Extracted entries
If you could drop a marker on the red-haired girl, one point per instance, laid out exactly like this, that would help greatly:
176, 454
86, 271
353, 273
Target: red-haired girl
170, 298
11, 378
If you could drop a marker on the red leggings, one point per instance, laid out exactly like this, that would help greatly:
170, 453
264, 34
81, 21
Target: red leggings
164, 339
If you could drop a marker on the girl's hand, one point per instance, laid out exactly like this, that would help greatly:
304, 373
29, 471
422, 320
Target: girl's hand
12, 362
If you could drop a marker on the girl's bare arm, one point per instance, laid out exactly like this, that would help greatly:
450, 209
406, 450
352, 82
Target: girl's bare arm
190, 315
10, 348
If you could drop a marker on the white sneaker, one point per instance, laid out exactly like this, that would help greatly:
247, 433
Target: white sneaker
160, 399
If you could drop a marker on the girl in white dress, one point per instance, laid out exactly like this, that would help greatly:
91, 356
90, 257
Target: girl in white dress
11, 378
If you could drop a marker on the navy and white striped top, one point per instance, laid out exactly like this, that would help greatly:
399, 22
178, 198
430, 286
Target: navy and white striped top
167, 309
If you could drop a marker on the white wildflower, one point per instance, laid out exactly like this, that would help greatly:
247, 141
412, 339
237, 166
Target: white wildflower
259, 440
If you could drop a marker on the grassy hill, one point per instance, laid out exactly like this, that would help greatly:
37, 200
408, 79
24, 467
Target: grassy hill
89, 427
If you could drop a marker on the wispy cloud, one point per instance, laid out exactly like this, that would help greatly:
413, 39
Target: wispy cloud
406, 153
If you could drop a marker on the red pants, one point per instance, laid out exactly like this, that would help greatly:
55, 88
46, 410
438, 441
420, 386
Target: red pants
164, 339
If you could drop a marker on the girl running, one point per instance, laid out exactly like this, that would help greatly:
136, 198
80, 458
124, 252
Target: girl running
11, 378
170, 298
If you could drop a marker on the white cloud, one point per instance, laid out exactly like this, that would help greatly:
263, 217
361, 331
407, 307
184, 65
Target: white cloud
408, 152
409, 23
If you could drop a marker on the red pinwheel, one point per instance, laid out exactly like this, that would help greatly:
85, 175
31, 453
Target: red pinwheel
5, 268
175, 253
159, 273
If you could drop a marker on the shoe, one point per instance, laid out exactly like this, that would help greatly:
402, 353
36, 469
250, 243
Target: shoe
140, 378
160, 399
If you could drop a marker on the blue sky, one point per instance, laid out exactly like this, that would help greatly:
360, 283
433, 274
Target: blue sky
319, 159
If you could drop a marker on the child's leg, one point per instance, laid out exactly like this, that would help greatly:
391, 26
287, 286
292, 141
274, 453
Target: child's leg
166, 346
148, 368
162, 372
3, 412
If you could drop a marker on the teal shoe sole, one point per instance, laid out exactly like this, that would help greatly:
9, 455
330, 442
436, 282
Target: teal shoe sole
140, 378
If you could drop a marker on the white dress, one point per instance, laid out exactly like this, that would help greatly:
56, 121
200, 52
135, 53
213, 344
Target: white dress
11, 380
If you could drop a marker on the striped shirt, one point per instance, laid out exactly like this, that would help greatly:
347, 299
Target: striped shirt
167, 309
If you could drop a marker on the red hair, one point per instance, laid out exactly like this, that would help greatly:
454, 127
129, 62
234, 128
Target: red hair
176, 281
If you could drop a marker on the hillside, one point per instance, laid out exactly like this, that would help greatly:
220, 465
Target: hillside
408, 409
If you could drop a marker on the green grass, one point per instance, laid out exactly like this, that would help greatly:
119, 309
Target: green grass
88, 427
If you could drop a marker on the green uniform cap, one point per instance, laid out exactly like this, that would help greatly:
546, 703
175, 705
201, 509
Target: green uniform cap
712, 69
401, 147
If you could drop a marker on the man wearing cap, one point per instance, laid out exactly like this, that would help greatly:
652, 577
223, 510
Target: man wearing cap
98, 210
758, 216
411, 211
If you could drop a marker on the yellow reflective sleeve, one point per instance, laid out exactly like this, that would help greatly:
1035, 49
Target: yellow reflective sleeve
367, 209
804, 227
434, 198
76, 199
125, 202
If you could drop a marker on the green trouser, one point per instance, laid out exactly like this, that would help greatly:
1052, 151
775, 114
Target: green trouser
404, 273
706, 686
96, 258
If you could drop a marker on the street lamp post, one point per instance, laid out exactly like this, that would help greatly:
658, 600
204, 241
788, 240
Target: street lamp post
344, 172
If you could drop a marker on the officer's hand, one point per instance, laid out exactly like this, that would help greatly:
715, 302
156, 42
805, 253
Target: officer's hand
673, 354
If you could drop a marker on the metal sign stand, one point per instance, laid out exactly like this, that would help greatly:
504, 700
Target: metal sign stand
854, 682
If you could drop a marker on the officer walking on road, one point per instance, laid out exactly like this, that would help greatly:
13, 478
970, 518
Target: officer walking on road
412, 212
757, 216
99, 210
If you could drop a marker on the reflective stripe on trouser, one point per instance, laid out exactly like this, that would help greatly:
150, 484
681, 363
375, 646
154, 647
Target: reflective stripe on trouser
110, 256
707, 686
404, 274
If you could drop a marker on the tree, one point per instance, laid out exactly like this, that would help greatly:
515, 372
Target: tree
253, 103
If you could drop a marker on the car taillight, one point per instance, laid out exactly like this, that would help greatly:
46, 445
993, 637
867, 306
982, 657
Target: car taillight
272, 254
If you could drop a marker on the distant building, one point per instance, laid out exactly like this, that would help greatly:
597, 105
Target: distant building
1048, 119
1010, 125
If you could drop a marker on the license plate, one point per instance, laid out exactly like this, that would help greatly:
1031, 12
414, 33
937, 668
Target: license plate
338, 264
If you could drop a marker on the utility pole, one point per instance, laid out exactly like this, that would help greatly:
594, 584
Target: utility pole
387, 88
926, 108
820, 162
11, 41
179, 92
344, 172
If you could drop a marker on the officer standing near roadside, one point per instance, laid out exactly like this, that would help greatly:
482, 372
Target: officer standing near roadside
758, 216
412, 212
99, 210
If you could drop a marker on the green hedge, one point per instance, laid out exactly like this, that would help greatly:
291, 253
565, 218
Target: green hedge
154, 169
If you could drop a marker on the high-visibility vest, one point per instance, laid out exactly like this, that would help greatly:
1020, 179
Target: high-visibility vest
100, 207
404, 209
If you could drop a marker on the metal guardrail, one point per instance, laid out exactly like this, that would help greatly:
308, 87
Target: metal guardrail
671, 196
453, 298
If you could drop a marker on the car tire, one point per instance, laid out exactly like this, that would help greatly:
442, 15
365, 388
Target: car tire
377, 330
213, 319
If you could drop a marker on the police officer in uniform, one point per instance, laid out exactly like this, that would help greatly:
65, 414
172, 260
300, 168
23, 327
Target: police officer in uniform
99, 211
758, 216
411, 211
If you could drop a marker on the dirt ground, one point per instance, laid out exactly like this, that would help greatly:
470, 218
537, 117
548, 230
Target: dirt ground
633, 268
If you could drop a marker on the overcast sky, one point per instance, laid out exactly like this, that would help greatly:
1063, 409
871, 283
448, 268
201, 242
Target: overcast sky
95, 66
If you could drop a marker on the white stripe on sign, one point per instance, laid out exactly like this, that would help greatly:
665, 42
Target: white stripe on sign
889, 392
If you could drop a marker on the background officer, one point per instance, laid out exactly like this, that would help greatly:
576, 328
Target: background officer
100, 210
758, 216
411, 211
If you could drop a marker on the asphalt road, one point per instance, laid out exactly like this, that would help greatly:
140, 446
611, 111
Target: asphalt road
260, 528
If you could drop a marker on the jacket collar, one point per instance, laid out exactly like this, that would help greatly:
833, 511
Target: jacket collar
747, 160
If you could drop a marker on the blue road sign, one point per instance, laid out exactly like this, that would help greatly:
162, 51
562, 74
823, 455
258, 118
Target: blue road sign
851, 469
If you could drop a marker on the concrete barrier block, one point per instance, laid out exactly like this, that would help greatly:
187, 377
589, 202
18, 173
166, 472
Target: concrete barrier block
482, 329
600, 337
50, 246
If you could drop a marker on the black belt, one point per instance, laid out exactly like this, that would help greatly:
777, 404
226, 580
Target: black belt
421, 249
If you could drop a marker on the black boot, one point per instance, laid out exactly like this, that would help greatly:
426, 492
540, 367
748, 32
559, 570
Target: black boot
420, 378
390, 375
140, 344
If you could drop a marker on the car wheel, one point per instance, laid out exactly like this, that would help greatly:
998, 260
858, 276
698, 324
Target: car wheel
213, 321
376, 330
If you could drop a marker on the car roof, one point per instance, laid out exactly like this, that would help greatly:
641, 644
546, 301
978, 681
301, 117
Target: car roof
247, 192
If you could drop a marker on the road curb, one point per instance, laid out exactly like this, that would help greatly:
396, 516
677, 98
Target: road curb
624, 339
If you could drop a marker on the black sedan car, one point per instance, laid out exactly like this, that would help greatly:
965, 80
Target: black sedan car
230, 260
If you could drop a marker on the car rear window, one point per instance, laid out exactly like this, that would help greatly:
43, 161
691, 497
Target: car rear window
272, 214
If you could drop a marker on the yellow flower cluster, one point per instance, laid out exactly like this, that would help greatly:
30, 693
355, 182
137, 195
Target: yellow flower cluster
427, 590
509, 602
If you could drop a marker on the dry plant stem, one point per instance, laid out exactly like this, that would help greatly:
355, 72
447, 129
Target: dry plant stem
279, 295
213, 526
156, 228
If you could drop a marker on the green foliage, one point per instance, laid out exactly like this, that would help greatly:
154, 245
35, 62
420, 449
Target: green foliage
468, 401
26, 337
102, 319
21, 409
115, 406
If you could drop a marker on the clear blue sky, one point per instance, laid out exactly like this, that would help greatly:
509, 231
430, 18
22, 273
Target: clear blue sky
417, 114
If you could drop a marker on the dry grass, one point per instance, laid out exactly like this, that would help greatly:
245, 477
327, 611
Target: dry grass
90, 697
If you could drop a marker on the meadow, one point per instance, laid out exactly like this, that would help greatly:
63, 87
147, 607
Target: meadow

Work to do
Repeat only the lines running from the line that contains "If you could drop a marker on the yellow flower" through the last line above, inclusive.

Written reply
If you could drop a marker on the yellow flower cluster, one point per instance, laid out exactly like this, that would help greatly:
30, 693
355, 182
137, 195
Target: yellow flower cluster
427, 590
509, 602
If you could drop a marker on the dry plant stem, one point per instance, laid out exactly like this, that would help greatly:
355, 72
447, 129
Target: dry plant stem
279, 295
213, 526
156, 228
If you could drop a marker on the green foliage, one point per instance, laid out exactly like this, that would help greatly:
154, 245
35, 62
420, 449
Target: green foliage
468, 401
26, 337
102, 319
21, 409
115, 406
If you could drop a marker on the clear blue sky, one point per instance, laid out exactly like this, that would help greatly:
509, 231
430, 18
22, 273
Target: clear blue sky
417, 114
If you could drop a marker on the dry grass, one point per instance, laid out exactly like this, that would help greatly:
245, 477
327, 611
Target: dry grass
90, 697
If you could drop a marker on the meadow, one point per instance, laid out exactly like this, that would help greatly:
63, 87
147, 607
Target: meadow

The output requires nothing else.